→ **TEXT PROVIDED**:
◆ ◆ ◆ ◆ ◆ ◆ ◆

7.Return of Property. Executive acknowledges that all notes, memoranda, specifications, devices, formulas, records, files, lists, drawings, documents, models, equipment, property, computer, software or intellectual property relating to the businesses of the Company, in whatever form (including electronic), and all copies thereof, that are received or created by Executive while an employee of the Company or its subsidiaries or Affiliates (including but not limited to Confidential Information and Inventions (as defined below)) are and shall remain the property of the Company, and Executive shall immediately return such property to the Company upon the termination of Executive’s employment and, in any event, at the Company’s request and subject to inspection in accordance with applicable Company employee policies generally; provided, that Executive shall be permitted to retain a copy of his contacts/rolodex and personal files.
8.Intellectual Property Rights.

◆ ◆ ◆ ◆ ◆ ◆ ◆

→ **DATA LISTING**:
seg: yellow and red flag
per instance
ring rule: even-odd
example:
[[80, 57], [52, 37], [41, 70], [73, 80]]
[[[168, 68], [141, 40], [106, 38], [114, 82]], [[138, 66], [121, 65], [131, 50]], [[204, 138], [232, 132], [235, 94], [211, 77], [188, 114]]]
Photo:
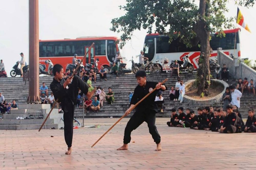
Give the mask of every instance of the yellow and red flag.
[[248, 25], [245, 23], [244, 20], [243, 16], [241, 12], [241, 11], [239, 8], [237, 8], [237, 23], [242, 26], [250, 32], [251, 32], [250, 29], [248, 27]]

◆ ◆ ◆ ◆ ◆ ◆ ◆

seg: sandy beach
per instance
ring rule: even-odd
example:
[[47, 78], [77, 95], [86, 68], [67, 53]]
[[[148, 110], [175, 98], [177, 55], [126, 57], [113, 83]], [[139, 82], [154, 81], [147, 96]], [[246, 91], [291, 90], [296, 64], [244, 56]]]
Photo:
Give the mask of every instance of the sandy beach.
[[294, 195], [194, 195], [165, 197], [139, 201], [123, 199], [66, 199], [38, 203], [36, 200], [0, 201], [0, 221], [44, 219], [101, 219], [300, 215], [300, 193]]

◆ ◆ ◆ ◆ ◆ ◆ ◆

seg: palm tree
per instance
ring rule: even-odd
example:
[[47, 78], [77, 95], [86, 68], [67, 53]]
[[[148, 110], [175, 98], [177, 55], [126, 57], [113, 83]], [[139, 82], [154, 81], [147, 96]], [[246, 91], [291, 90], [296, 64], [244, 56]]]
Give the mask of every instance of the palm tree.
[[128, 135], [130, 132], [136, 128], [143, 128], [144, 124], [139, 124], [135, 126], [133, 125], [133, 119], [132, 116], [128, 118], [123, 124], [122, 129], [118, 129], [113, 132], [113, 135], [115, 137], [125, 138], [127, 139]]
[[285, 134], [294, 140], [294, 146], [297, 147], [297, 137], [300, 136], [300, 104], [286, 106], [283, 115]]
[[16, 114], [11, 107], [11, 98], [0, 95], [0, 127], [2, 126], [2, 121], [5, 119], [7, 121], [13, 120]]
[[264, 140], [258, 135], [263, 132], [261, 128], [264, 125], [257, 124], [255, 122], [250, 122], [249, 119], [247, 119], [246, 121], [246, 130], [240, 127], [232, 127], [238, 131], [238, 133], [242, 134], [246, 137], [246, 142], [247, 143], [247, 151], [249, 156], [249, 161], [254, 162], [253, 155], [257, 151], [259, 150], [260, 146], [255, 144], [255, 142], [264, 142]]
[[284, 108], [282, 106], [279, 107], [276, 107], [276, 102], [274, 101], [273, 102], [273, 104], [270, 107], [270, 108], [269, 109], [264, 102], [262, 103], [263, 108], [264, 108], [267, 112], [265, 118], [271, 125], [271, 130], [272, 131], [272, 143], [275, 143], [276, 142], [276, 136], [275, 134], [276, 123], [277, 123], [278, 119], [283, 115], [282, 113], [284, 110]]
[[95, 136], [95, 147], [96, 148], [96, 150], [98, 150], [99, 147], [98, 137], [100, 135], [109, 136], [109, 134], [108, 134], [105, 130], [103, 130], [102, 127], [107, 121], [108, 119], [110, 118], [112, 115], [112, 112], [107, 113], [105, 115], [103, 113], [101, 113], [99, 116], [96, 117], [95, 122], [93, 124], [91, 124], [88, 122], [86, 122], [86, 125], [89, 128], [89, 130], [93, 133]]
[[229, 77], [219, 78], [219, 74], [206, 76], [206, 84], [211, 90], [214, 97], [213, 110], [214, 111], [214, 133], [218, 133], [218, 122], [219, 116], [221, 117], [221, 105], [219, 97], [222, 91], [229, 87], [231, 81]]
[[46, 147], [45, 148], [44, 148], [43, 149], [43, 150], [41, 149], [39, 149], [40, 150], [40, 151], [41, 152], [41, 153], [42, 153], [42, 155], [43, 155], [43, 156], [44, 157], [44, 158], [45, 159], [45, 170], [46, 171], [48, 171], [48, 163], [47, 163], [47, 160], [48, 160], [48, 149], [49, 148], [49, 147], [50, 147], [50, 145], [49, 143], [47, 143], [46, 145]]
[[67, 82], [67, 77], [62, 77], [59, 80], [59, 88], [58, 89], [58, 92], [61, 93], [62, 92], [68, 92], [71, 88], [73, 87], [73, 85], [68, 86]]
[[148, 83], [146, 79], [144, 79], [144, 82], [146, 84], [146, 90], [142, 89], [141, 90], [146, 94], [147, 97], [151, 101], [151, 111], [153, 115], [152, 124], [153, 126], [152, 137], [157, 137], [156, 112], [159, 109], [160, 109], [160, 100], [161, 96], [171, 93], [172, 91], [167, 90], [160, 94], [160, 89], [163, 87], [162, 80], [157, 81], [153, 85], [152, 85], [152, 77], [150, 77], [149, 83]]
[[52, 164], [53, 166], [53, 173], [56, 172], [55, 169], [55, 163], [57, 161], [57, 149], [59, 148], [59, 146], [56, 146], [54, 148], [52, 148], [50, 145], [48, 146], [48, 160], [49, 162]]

◆ ◆ ◆ ◆ ◆ ◆ ◆

→ **WHAT THE TASK REQUIRES**: In the return-of-property clause above, what is the Executive permitted to keep a copy of?

→ **SOLUTION TO THIS EXERCISE**: A copy of the Executive's contacts/rolodex and personal files.